» What to produce: Copy the composer passage starting with "Barker is a" and stopping after "University Chamber Orchestra.", swapping "violinist" for "fiddler".

» Text provided:
She was invited to compose a work for The 2002 American Liszt Society National Conference, and her compositional work is featured on the Distant Voices Touring Theatre September Echoes production. In January 2011, her youth string orchestra work, Suilean a’ Chloinne, was presented at the Conductors Guild Conference.

Barker is a professor of music theory and composition at UD, and is co-chair of New Music Delaware and co-artistic director/founder of Still Breathing, the UD contemporary music ensemble.

David Brown, a UD graduate student violinist, is an active composer of both “classical” and traditional-style Celtic music. Recent performances include premiers by Philadelphia’s Network for New Music, New York City’s LINK Ensemble, and the West Chester University Chamber Orchestra.

Current projects include commissions by astrophotographer David N. Hockenberry, and the Chamber Orchestra of Csíkszereda (Miercurea Ciuc), Romania, where he will travel in May to premier his new work for violin, mezzo-soprano and orchestra.

As a winner of the 2012 University of Delaware Concerto Competition, he will perform Tzigane by Ravel with the UD Symphony Orchestra at 3 p.m., Sunday, March 17, in Mitchell Hall. 

Kristin Kuster “writes commandingly for the orchestra,” and her music “has an invitingly tart edge,” according to The New York Times. Her music takes inspiration from architectural space, the weather, and mythology. Recent CD releases include Two Jades with Gao and the University of Michigan Symphony Band, and Breath Beneath with the Prism Saxophone Quartet.

Kuster’s music has received support from such organizations as the American Academy of Arts and Letters, the Sons of Norway, American Composers Orchestra, the League of American Orchestras, Meet The Composer, the Jerome Foundation, the American Composers Forum, American Opera Projects, the National Flute Association and the Argosy Foundation.

» Stored data:
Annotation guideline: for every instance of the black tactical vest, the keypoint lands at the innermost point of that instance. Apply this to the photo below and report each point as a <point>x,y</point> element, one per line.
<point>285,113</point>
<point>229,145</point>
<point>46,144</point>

» Solution to the exercise:
Barker is a professor of music theory and composition at UD, and is co-chair of New Music Delaware and co-artistic director/founder of Still Breathing, the UD contemporary music ensemble.

David Brown, a UD graduate student fiddler, is an active composer of both “classical” and traditional-style Celtic music. Recent performances include premiers by Philadelphia’s Network for New Music, New York City’s LINK Ensemble, and the West Chester University Chamber Orchestra.